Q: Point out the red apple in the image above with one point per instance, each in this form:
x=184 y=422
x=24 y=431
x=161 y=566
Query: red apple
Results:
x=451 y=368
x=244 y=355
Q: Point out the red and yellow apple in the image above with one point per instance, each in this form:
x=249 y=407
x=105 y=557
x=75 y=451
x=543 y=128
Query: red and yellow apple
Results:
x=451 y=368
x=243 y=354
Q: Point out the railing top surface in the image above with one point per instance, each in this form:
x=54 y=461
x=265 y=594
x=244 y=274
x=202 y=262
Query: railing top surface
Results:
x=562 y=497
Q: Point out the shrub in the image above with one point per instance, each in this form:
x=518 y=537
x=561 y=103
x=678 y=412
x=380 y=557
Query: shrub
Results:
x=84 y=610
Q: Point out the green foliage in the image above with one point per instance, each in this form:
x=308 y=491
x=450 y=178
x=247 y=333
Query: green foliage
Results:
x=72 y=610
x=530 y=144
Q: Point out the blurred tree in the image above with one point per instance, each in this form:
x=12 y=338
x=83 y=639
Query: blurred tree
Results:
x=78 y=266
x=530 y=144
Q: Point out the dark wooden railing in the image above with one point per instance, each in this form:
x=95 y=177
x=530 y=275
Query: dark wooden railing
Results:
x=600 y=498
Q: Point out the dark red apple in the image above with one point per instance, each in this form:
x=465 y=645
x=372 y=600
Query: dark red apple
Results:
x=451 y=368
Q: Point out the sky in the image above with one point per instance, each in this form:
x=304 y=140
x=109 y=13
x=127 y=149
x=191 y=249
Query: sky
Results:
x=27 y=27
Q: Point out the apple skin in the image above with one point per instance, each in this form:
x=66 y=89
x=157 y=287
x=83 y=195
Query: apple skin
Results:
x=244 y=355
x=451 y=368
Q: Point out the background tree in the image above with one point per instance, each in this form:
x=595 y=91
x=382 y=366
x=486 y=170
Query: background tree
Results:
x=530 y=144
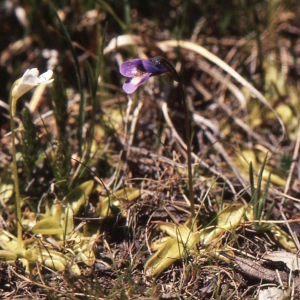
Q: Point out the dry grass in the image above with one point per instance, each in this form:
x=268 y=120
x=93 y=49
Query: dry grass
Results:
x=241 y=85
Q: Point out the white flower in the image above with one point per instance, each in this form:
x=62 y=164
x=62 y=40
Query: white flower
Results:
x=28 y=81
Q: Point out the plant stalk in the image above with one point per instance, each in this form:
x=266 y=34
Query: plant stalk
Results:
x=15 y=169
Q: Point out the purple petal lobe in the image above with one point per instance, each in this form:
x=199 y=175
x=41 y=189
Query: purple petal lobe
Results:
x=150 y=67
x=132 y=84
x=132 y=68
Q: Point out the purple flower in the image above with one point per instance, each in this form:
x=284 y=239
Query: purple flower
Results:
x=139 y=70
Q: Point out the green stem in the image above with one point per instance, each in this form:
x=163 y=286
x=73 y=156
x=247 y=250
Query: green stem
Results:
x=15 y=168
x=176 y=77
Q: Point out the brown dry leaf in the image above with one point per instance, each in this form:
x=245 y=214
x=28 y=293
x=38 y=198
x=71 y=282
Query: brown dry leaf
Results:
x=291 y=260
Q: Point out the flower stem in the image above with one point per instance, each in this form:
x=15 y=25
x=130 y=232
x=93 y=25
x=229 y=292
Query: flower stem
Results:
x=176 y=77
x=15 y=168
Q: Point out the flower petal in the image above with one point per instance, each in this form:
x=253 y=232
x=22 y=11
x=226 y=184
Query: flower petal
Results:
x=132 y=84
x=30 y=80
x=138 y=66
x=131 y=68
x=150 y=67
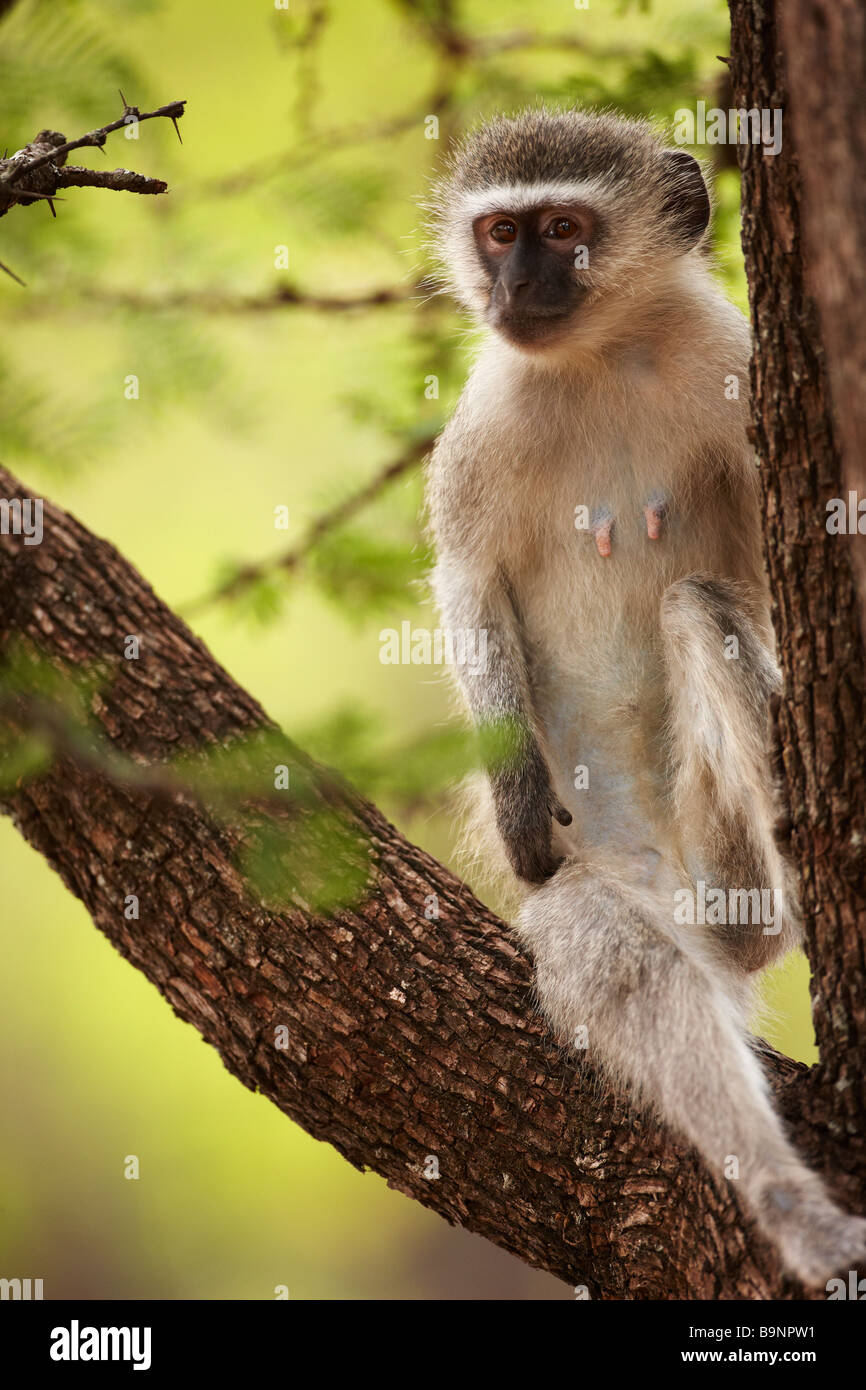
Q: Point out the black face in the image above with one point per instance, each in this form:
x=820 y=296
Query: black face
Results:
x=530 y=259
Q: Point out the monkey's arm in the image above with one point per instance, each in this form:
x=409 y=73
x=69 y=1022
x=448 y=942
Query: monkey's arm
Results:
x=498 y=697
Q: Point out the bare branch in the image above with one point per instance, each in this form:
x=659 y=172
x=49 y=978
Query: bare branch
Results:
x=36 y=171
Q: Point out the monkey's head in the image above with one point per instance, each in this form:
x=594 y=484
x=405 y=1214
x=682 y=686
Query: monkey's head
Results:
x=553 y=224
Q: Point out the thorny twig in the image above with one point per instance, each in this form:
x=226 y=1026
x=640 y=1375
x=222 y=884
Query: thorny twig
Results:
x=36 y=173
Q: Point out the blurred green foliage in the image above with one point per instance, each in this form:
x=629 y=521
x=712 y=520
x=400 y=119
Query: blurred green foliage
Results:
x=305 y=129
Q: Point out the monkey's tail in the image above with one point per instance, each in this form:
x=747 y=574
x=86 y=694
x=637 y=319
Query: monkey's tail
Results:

# # # #

• REQUEST: Rewrite all of the entries above with "Results" replaced by "Matches" everywhere it occurs, keeping everything else the same. Leave the pictures out of your answer.

• SOLUTION TO THIS PROBLEM:
Q: Point out the red apple in the image above with one point per instance, each in this form:
x=184 y=422
x=24 y=431
x=161 y=566
Query: red apple
Matches:
x=451 y=368
x=244 y=355
Q: Point out the red and yellow apple in the image above with one point per instance, each in this form:
x=249 y=407
x=105 y=557
x=75 y=451
x=543 y=128
Query: red and yellow apple
Matches:
x=451 y=368
x=243 y=354
Q: Point out the railing top surface in the image above with one point per instance, each in this form:
x=54 y=461
x=265 y=594
x=244 y=274
x=202 y=262
Query: railing top surface
Matches:
x=562 y=497
Q: Point out the shrub in the image above with one point per instance, each in this form:
x=518 y=537
x=561 y=103
x=678 y=412
x=380 y=557
Query: shrub
Matches:
x=84 y=610
Q: Point out the green foliage in the image above with one point per instance, each in this form:
x=308 y=491
x=450 y=178
x=247 y=333
Query: green foliage
Matches:
x=72 y=610
x=530 y=144
Q: Point out the blurred tree in the image above with one point per instance, each in this form:
x=12 y=338
x=83 y=639
Query: blurred tree
Matches:
x=78 y=266
x=530 y=144
Q: Point out the dark wooden railing in the image above with one point per instance, each in this form:
x=95 y=177
x=530 y=275
Query: dark wooden railing
Matches:
x=600 y=498
Q: Point out the dark red apple in the image above with one point per instance, each in this form:
x=465 y=645
x=372 y=600
Query: dark red apple
Matches:
x=451 y=368
Q: Point out the sky in the image above with one point per instance, each in this form:
x=304 y=140
x=109 y=13
x=127 y=149
x=191 y=249
Query: sky
Matches:
x=27 y=27
Q: Point out the apple skin in the image above with one point per instance, each in this form:
x=66 y=89
x=157 y=287
x=83 y=195
Query: apple skin
Matches:
x=244 y=355
x=451 y=368
Q: Point out the background tree in the image above with one point per instance, each in this form:
x=595 y=91
x=382 y=366
x=486 y=170
Query: background tree
Matches:
x=530 y=144
Q: Point out the dry grass in the image above with one point per instance, each in this form:
x=268 y=120
x=93 y=49
Query: dry grass
Matches:
x=241 y=85
Q: Point out the white flower in the image above with one point per instance, each in this form:
x=62 y=164
x=62 y=40
Query: white flower
Matches:
x=28 y=81
Q: Point out the plant stalk in the image above with one point per instance, each in this form:
x=266 y=34
Query: plant stalk
Matches:
x=15 y=169
Q: Point out the purple petal lobe in the image above with one point per instance, each in this form:
x=199 y=175
x=41 y=189
Query: purple petal lobe
Matches:
x=150 y=67
x=132 y=84
x=132 y=68
Q: Point out the purple flower in the image above with one point per instance, each in this form:
x=284 y=239
Query: purple flower
Matches:
x=139 y=70
Q: Point out the green stem in the image above with one point per instance, each in this form:
x=163 y=286
x=73 y=156
x=247 y=250
Query: green stem
Matches:
x=15 y=168
x=176 y=77
Q: Point out the brown dry leaf in the image above with one point per instance, each in this form:
x=245 y=214
x=28 y=293
x=38 y=198
x=71 y=282
Query: brown dry leaf
Matches:
x=291 y=260
Q: Point out the flower stem in the image above with one point per instance, each in this form:
x=15 y=25
x=130 y=232
x=93 y=25
x=229 y=292
Query: flower stem
Matches:
x=176 y=77
x=15 y=168
Q: Point out the flower petal in the image above with one point per instance, each in this form:
x=253 y=232
x=22 y=11
x=226 y=184
Query: flower petal
Matches:
x=132 y=84
x=30 y=80
x=138 y=66
x=131 y=68
x=150 y=67
Q: Point out the black face in the image above with one point per instance, each in this form:
x=820 y=296
Query: black face
Matches:
x=530 y=259
Q: Point out the monkey's arm in the image above with one point per instance, each in this form:
x=409 y=73
x=69 y=1022
x=448 y=942
Query: monkey's arm
Matches:
x=498 y=697
Q: Point out the bare branch in the image above with one point per instance, each in this form:
x=659 y=172
x=49 y=978
Query: bare branch
Matches:
x=36 y=171
Q: Point out the monkey's head in the image above with one point per instance, each in this form:
x=594 y=484
x=405 y=1214
x=682 y=686
Query: monkey's head
Matches:
x=553 y=224
Q: Point out the thorny twig in the image above with one point per instance, each in this form:
x=226 y=1026
x=640 y=1375
x=222 y=884
Query: thorny twig
Matches:
x=36 y=173
Q: Point out the blurred green foliage in the image above with one point per instance, each in this form:
x=629 y=521
x=712 y=520
x=400 y=119
Query: blurred green foliage
Matches:
x=305 y=129
Q: Point out the monkey's tail in the image above with one point per instance, each in this form:
x=747 y=574
x=86 y=694
x=637 y=319
Query: monkey's tail
Matches:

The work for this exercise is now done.